Three months of bed rest forces a pregnant lawyer to reexamine her life.
Quinn Boothroyd managed to neglect her personal life for years. The demands of being a successful corporate lawyer in New York meant Q (her snappy nickname) and her husband, Tom, spent most days amassing huge billable hours. It’s astounding that Q was even able to get pregnant at the pace the couple kept. A diagnosis of oligohydramnios changes everything. The doctor orders a strict bed-rest schedule for the final three months of Q’s pregnancy; ignoring orders could mean risking premature birth or worse. Scared into submission, Q is at first optimistic about her predicament. It’s a perfect opportunity to read the classics and sample some of New York’s finest take-out food. Boredom quickly sets in and then turns to panic as Q realizes she and her husband are woefully unprepared for the baby. The novel is written from the point of view of Q, who records each day of her bed rest. There are far too many lonely rants and descriptions of Q’s sweets-laden diet, and there’s nothing fresh in the romantic portion of the novel. The standard lack of communication between Tom and Q leads to a few predictable fights and tension. Q’s marriage never conjures much sympathy, as both its parties are dull, stubborn and self-involved, leaving the reader to ponder their suitability as parents. An addled subplot involves Q’s ditsy pal falling for one of the couple’s married friends. A bright spot is the author’s rendering of the untenable relationship between Q and her headstrong mother and two competitive sisters, who live in England. When the Boothroyd women fly over to assist Q, personalities clash and the reader is finally given something meaty to feast on.

[Dataset excerpts]

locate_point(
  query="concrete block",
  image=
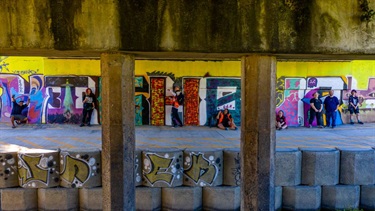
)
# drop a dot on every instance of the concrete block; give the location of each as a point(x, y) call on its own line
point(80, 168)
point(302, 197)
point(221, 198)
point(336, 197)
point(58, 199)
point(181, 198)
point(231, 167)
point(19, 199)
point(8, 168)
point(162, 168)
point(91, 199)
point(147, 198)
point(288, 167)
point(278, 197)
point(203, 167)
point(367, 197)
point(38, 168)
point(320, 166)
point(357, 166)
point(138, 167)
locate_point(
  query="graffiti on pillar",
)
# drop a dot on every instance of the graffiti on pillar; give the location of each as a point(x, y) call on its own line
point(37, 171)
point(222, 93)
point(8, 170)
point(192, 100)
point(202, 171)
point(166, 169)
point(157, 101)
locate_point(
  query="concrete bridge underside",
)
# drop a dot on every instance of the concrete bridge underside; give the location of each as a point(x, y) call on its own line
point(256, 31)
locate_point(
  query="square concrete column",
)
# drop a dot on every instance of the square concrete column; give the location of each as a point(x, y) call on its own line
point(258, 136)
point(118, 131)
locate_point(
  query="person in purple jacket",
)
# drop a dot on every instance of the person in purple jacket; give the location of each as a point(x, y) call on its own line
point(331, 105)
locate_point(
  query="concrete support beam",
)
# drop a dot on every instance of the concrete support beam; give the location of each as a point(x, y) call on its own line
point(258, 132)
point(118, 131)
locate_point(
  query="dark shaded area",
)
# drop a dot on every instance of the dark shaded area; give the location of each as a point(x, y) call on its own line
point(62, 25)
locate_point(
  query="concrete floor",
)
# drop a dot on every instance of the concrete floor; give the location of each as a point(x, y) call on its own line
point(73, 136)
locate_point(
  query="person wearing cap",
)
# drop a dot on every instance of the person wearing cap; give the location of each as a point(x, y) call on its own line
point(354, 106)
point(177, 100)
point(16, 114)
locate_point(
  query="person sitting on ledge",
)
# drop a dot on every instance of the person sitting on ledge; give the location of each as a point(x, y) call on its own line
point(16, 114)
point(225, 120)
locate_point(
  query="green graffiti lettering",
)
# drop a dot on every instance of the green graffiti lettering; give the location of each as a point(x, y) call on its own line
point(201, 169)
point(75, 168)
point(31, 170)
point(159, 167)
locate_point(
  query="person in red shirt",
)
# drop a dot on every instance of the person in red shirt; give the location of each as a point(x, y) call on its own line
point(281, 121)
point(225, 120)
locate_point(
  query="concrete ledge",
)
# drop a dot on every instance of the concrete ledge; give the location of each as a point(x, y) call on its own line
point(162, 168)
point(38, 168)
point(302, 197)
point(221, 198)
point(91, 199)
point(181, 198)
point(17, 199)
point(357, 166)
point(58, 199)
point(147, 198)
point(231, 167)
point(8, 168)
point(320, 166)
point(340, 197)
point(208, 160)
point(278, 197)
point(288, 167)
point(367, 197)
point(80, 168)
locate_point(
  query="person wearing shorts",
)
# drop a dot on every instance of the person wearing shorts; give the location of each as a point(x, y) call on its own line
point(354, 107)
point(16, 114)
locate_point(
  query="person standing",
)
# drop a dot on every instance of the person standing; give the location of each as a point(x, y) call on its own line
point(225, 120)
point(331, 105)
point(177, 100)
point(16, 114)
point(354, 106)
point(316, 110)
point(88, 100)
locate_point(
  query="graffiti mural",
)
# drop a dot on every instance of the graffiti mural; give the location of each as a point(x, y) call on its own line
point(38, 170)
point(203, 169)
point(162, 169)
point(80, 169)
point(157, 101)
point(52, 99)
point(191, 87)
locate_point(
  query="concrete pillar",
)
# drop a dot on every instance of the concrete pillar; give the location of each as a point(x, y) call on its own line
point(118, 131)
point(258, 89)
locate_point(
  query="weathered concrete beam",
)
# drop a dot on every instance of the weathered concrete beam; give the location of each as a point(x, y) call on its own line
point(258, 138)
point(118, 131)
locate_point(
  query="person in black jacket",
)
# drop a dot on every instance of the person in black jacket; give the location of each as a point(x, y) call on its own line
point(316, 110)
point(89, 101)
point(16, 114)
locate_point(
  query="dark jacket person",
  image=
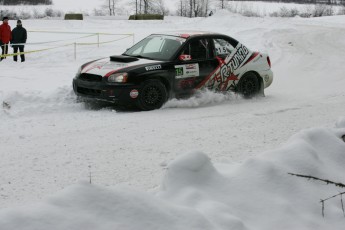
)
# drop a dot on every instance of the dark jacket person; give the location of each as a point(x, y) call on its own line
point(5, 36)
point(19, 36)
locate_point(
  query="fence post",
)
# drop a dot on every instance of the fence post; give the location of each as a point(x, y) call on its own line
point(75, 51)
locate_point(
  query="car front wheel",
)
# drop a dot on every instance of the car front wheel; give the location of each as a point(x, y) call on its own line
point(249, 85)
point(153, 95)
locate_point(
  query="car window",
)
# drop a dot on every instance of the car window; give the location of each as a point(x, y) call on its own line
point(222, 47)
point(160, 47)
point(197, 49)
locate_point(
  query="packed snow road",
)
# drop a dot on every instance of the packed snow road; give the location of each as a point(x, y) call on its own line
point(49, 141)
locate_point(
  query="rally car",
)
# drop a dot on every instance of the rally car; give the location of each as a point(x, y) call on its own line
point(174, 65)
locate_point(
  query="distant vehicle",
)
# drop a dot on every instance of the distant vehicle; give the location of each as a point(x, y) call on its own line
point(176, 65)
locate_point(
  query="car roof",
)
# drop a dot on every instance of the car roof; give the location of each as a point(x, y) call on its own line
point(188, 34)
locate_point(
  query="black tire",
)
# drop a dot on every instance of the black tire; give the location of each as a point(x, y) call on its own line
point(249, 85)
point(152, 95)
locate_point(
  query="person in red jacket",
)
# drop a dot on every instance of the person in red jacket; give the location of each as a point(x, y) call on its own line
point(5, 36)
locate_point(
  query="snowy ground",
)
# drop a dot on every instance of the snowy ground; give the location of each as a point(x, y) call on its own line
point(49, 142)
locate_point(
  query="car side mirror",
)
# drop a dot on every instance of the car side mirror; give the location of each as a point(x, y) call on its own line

## WHAT THIS TASK INVOLVES
In the book review, what diagnosis leads the doctor to order Q onto bed rest? Rely only on the review for this, not on the data.

## TASK SOLUTION
Oligohydramnios.